What the task asks >>
From the material below, keep only the lines that contain the word "golden", and copy each of them in full.

Material for the task >>
•••••
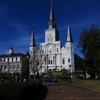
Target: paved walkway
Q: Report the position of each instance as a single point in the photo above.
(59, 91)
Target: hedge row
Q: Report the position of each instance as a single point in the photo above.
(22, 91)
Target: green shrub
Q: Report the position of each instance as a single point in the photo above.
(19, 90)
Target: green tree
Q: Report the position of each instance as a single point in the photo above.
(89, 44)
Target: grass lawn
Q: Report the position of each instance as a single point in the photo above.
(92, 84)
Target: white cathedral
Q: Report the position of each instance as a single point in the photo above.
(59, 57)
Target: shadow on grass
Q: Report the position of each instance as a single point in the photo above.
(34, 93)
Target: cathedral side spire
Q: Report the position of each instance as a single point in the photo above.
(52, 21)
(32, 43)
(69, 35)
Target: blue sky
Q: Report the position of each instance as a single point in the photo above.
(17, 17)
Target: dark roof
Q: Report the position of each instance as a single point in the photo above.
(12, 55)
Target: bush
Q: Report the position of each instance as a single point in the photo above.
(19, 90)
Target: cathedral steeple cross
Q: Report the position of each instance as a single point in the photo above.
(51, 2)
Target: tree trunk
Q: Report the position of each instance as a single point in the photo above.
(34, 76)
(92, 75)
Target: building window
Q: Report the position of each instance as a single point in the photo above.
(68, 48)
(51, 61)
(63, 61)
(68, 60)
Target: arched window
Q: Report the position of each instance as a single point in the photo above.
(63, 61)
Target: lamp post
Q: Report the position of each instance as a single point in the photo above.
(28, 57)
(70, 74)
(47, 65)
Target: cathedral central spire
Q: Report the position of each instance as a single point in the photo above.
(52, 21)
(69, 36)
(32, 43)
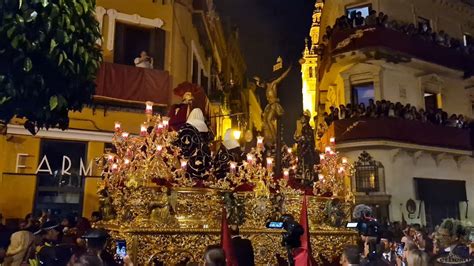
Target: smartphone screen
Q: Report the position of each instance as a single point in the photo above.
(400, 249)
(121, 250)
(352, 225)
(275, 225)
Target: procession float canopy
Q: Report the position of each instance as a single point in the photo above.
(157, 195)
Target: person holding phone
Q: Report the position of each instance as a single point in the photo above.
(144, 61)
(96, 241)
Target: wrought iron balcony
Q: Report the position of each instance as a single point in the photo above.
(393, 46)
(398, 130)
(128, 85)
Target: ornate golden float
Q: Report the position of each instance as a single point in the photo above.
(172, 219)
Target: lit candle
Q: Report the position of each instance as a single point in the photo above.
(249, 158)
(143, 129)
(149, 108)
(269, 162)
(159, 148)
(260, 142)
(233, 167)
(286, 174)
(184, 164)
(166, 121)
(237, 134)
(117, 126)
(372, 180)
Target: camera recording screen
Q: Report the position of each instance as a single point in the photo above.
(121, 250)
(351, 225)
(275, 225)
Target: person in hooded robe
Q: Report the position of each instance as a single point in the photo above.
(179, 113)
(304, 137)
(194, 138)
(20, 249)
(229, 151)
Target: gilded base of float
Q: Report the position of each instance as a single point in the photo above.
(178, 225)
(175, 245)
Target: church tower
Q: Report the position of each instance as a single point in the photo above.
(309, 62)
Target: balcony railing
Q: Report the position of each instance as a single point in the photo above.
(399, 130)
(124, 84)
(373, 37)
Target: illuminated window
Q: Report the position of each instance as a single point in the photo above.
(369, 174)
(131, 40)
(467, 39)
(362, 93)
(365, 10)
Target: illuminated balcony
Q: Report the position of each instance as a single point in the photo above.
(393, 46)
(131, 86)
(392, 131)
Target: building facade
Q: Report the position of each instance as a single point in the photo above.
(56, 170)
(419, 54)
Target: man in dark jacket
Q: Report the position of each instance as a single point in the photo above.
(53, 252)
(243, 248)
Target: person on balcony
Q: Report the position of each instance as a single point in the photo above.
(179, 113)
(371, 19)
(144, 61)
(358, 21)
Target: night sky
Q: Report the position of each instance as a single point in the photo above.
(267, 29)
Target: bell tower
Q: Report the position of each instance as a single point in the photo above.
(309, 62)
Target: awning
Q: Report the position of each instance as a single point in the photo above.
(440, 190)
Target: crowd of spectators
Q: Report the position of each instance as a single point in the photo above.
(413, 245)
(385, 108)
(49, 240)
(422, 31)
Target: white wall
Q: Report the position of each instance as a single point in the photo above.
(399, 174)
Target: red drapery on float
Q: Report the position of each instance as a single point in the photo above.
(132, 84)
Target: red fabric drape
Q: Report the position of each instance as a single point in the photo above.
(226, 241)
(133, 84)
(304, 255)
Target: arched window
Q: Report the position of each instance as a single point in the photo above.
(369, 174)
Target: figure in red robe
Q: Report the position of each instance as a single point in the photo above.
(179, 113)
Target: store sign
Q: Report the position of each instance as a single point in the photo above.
•••••
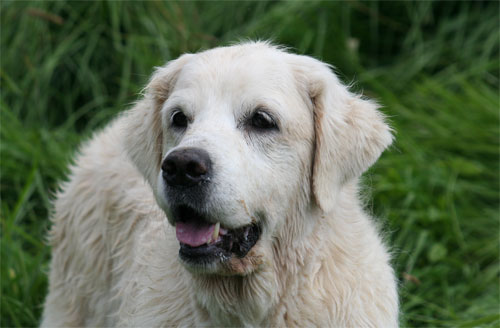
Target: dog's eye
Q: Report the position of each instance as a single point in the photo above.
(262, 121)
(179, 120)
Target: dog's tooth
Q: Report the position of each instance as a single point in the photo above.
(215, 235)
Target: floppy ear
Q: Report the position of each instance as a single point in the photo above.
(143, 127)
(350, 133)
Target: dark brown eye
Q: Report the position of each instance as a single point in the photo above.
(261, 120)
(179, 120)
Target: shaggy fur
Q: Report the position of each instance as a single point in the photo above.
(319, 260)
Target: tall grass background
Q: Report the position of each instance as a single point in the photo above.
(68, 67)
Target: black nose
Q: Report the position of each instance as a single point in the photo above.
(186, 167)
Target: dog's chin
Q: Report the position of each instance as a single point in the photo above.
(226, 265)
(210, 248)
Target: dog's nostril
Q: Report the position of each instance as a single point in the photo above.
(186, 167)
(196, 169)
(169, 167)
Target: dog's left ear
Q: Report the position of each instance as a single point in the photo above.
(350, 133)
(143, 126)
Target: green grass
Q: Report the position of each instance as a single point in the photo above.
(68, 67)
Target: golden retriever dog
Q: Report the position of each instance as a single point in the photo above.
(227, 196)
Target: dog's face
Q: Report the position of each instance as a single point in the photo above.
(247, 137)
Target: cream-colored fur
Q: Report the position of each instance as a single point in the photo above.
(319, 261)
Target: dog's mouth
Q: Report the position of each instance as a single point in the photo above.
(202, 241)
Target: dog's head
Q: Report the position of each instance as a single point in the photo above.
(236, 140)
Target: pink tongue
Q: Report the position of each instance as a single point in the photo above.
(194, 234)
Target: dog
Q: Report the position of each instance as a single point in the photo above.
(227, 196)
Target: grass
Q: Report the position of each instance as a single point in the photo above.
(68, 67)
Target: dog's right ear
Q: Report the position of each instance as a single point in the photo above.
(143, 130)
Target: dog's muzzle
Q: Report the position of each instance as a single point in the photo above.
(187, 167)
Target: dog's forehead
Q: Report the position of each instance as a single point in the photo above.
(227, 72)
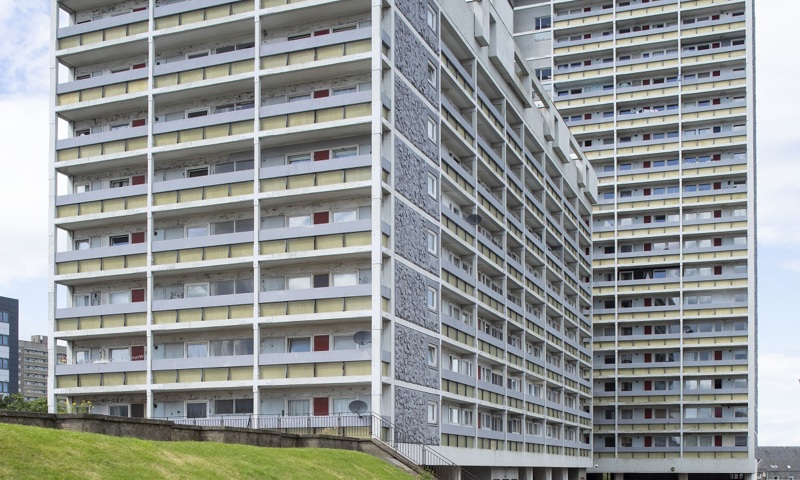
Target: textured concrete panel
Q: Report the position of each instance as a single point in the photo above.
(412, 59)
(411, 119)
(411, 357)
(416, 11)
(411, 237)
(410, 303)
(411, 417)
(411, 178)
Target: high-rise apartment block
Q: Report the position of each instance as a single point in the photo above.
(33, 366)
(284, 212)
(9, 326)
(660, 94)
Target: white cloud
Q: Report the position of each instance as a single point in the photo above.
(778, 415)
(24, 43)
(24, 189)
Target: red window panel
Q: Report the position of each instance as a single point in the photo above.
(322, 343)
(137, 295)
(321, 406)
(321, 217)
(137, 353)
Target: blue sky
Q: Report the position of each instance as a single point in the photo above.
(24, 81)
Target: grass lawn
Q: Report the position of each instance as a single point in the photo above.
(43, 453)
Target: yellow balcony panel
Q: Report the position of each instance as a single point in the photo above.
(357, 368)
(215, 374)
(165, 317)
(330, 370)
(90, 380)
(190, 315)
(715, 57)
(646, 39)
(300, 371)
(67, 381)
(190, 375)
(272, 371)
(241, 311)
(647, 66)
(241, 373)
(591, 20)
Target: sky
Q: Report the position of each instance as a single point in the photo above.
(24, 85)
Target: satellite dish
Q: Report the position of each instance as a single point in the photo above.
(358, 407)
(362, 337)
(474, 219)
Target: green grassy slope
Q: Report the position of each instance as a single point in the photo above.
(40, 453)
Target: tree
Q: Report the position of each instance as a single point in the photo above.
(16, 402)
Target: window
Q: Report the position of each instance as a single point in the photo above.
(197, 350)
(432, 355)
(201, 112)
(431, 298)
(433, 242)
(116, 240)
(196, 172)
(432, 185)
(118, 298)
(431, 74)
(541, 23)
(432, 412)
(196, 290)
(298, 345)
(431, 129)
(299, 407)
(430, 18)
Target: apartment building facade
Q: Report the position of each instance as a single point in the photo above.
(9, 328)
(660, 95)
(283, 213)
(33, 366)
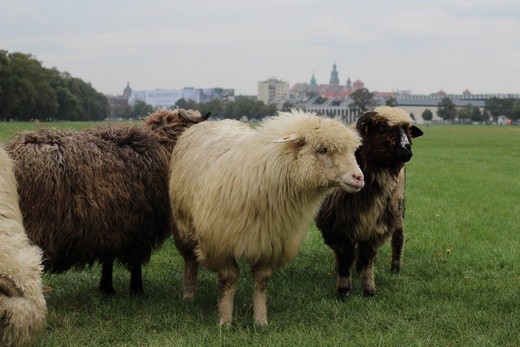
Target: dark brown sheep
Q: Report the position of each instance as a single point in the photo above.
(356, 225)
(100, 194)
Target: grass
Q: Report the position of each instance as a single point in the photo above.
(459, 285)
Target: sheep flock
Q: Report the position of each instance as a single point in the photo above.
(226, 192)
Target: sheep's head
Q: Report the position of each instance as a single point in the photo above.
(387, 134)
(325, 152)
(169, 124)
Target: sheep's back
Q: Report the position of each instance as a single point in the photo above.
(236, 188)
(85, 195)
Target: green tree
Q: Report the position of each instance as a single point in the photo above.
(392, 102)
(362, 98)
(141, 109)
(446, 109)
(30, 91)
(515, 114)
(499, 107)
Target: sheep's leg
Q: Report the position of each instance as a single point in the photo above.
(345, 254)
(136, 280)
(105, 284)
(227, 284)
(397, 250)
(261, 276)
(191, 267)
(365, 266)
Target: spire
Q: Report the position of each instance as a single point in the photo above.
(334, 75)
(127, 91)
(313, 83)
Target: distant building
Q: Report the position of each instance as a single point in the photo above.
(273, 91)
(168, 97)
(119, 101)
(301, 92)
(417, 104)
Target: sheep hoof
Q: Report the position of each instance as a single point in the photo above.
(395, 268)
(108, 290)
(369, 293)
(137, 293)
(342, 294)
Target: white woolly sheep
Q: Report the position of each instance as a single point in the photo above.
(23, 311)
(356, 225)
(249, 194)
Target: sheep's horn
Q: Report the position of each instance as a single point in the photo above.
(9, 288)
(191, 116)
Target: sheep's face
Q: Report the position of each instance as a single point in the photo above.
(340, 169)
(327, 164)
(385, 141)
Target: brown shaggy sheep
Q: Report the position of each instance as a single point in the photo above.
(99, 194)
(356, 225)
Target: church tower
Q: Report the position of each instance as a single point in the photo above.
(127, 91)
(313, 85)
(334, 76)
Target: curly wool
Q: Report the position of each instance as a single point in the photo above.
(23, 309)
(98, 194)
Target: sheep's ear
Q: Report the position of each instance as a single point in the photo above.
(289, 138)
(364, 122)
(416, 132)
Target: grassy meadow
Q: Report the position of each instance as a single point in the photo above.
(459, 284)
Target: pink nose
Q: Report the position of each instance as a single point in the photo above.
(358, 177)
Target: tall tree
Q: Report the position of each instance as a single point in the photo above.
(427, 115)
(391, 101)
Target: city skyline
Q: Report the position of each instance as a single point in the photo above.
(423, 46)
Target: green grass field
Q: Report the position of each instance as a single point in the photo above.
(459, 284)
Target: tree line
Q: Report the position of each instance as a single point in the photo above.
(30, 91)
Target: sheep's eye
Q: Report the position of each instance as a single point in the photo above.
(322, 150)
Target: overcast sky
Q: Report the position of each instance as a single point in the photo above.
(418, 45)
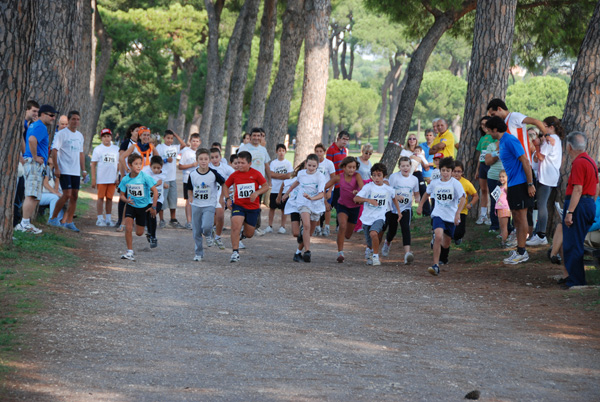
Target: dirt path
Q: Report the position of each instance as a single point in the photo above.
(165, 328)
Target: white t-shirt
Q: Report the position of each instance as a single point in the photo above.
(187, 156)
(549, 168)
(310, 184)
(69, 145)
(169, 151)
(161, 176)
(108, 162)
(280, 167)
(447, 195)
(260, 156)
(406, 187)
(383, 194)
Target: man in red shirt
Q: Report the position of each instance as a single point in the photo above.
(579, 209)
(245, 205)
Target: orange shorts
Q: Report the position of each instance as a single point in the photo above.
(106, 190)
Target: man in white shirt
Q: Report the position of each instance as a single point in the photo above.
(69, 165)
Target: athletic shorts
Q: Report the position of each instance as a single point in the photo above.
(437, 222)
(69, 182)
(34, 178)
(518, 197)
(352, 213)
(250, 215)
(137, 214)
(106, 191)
•••••
Exercise result >>
Target: ornate golden float
Target: golden retriever dog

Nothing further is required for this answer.